PROBLEM DESCRIPTION — Show every line in the rows below that contains the word "field". Letter case must match.

___

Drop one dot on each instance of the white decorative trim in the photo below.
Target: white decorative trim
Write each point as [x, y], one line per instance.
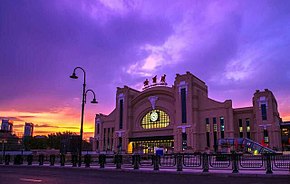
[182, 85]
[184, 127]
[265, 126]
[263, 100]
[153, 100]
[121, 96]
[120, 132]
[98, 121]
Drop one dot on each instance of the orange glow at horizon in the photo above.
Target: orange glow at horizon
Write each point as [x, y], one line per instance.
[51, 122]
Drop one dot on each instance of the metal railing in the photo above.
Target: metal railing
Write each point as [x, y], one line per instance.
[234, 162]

___

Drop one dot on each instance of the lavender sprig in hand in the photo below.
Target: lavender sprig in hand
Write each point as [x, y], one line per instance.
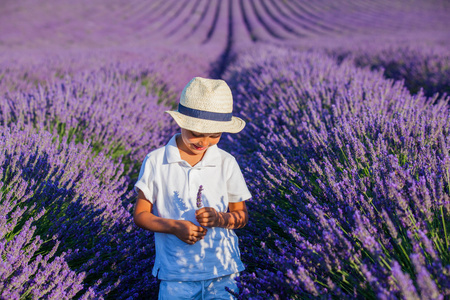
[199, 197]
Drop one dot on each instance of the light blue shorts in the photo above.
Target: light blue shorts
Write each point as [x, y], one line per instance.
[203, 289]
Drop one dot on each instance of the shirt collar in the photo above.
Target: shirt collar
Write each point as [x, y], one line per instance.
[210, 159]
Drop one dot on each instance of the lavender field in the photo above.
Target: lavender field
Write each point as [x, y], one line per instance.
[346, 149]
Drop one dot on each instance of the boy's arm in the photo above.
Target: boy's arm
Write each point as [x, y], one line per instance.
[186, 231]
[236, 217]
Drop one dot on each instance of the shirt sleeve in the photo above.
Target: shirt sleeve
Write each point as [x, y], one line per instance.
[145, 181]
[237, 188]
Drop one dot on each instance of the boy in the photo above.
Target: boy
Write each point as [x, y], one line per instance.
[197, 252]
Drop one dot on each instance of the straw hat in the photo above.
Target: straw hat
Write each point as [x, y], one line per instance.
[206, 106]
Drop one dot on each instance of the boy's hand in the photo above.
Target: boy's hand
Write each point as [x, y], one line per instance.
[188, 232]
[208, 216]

___

EXPECTED ANSWER —
Drop one dot on each instance of the lavender field in the photo above.
Target: lavender field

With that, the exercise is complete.